PROBLEM STATEMENT: Determine how many lines of the material below contain "instance". Report only that figure.

>>

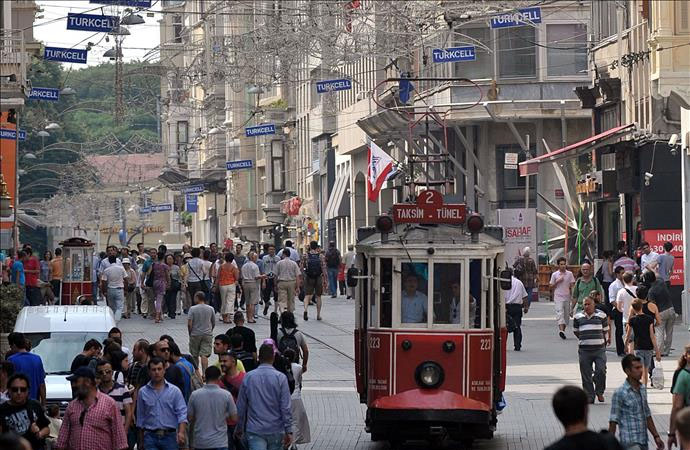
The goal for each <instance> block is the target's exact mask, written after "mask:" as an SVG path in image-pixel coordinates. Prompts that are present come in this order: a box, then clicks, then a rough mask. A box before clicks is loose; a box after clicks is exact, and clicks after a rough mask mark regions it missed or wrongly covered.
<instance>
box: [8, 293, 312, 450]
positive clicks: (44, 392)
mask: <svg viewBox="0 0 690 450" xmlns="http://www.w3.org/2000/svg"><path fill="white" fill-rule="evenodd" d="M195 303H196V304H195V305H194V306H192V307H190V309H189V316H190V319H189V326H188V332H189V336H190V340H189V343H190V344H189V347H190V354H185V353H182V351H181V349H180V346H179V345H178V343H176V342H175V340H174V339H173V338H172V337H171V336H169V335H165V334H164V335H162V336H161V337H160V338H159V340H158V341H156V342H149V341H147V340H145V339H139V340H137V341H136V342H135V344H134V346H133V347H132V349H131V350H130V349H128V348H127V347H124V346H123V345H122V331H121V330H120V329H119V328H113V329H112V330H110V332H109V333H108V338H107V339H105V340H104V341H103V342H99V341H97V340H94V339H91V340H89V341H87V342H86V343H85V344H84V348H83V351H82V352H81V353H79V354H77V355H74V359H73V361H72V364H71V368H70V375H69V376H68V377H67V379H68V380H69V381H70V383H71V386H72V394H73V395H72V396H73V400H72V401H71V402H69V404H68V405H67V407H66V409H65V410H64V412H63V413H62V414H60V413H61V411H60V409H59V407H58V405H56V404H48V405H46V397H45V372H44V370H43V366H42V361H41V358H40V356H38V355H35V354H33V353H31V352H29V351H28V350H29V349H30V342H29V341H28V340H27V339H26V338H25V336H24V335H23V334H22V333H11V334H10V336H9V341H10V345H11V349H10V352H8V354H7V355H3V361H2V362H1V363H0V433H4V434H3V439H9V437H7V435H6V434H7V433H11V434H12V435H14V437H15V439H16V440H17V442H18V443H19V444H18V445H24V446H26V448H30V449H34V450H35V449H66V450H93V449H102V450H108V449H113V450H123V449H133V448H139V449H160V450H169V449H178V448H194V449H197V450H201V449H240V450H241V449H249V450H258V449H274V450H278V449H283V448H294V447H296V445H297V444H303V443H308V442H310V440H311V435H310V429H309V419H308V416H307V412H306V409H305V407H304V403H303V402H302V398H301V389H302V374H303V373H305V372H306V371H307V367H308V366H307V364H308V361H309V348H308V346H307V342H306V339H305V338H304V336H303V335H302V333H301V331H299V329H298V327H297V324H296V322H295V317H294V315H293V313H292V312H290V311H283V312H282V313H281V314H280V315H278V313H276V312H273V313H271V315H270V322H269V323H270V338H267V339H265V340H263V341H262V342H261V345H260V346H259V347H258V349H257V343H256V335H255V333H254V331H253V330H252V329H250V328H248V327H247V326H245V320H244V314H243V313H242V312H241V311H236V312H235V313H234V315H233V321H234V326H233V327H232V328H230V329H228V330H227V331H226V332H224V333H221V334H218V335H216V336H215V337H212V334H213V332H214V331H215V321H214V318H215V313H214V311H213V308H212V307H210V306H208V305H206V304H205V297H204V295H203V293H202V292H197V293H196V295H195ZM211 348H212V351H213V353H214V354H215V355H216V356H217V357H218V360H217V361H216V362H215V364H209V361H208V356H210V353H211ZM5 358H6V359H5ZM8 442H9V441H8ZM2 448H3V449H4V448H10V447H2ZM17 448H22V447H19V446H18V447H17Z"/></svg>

<<

RESULT: 2